───── SOURCE DOCUMENT

Coming down to a travel hairdrier at 600W, then allowing your hair to dry a little first, a genny is not required. But a sine-wave inverter is, and if you use it for too long, you will need to run the engine.

And more generally, for wildcamping, you will not get by with less than a couple of decent capacity batteries, say 2 of 110Ah capacity. 

I hope this helps.

Dave


----------



## cole

Thanks Alan.
I realise i would have to get somebody to carry out replacing the battery etc. I would never attempt to do it myself. I am not familiar with invertors either sorry  I have tried to find out what type of battery it is but cant..it is the standard factory fitted one from swift so isnt anything special.
Nobody has actually answered the questions i am asking which dont need a technical response...such as :

Because my leisure battery has not been fully charged and has been left to go flat could that be why it is only lasting one night?

If i buy a good quality leisure battery 230ah and some sort of intelligent charger would this last for several nights? 

I was wondering if anybody that wild camps for more than a couple of nights knew thats all... and if they did successfully, i could buy the same equipment and do the same. 
If nobody knows the answer then fine...no response would be required. I have posted asking if anybody has the information on the swift voyager heating system and leisure battery but as yet no replies  
Hopefully one of the technical members will be able to offer me some simple advice  

Thanks in advance!


----------



## cole

Thanks Dave... 

How about if when i use a 12v hairdryer I run the engine on the motorhome... would that help?


----------



## DABurleigh

Don't waste time with a 12V hairdrier. If you went away motorhoming happy, I can't think of anything more likely to ruin it!

Stick with 600W to 1000W. But you will need a pure sine-wave inverter to create "mains" electricity from your batteries to run it.

Dave


----------



## peedee

If it is a new Swift Voyager they are fitted with dual fuel Truma combi boilers. You would logically run this on gas if you were not on hookup.
As regards the battery fitted, I can only guess based on what most suppliers would deliver and that would be an 85APH one. If this is correct get another similar battery fitted to give you 160APH.

peedee


----------



## cole

Would the pure sine inverter be fitted to the leisure battery?


----------



## erneboy

Cole, we live in our van and often have no mains hook up for days on end.

We watch telly and satellite (12 volt) do all the normal things. Mrs. Eb does use a travel hair dryer (via an inverter) but only every few days and only for a short time. We use gas for all cooking and kettle boiling and our heating runs on diesel.

We have 2 110 ah leisure batteries a 100w solar panel (and plans for at least one more) and for generating power we use a fuel cell (a quiet but expensive way of generating power). We can go for as long as we like with this set up. 

As to why your battery goes flat, I do not know, you should have it tested. For charging, when on mains, your van should have an adequate charger built in, Alan.

Inverter connected to battery, yes.


----------



## peribro

DABurleigh said:


> Don't waste time with a 12V hairdrier. If you went away motorhoming happy, I can't think of anything more likely to ruin it!
> 
> Stick with 600W to 1000W. But you will need a pure sine-wave inverter to create "mains" electricity from your batteries to run it.
> 
> Dave


Dave

Does it have to be a pure sine-wave inverter? I had been thinking about getting a 1000W quasi inverter to enable my wife to use a 700W hairdryer from time to time.


----------



## DABurleigh

No, but it might!

──────────

TASKS AND EXERCISES:
• a. Quote the motorhome battery thread word for word, starting with "I was wondering" and going on through "do the same.".
• b. In the motorhome battery thread, what leisure batteries does erneboy say their van has?
Answer using only the motorhome battery thread.

───── RAW RECORDS

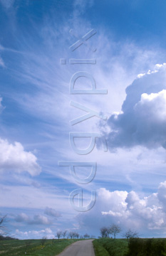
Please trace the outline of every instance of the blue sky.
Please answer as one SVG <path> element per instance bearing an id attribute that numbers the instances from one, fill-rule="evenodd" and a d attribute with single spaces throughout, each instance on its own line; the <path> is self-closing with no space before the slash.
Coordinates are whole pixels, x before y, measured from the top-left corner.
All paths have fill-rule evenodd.
<path id="1" fill-rule="evenodd" d="M 142 0 L 0 0 L 0 213 L 7 214 L 12 235 L 52 238 L 66 229 L 98 236 L 116 223 L 142 237 L 165 236 L 165 8 Z M 87 45 L 72 52 L 93 28 Z M 71 65 L 70 58 L 95 58 L 96 65 Z M 70 94 L 79 71 L 108 94 Z M 76 86 L 90 89 L 90 82 L 81 78 Z M 108 119 L 72 126 L 85 112 L 71 101 Z M 83 132 L 100 134 L 108 151 L 96 139 L 90 154 L 76 154 L 69 132 Z M 76 141 L 82 149 L 88 143 Z M 96 162 L 96 175 L 78 183 L 61 161 Z M 77 171 L 89 174 L 88 168 Z M 96 191 L 91 210 L 70 205 L 78 188 L 84 206 Z"/>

──────────

SOLUTIONS TO EACH TASK:
• a.
I was wondering if anybody that wild camps for more than a couple of nights knew thats all... and if they did successfully, i could buy the same equipment and do the same.

• b. Two 110 Ah leisure batteries.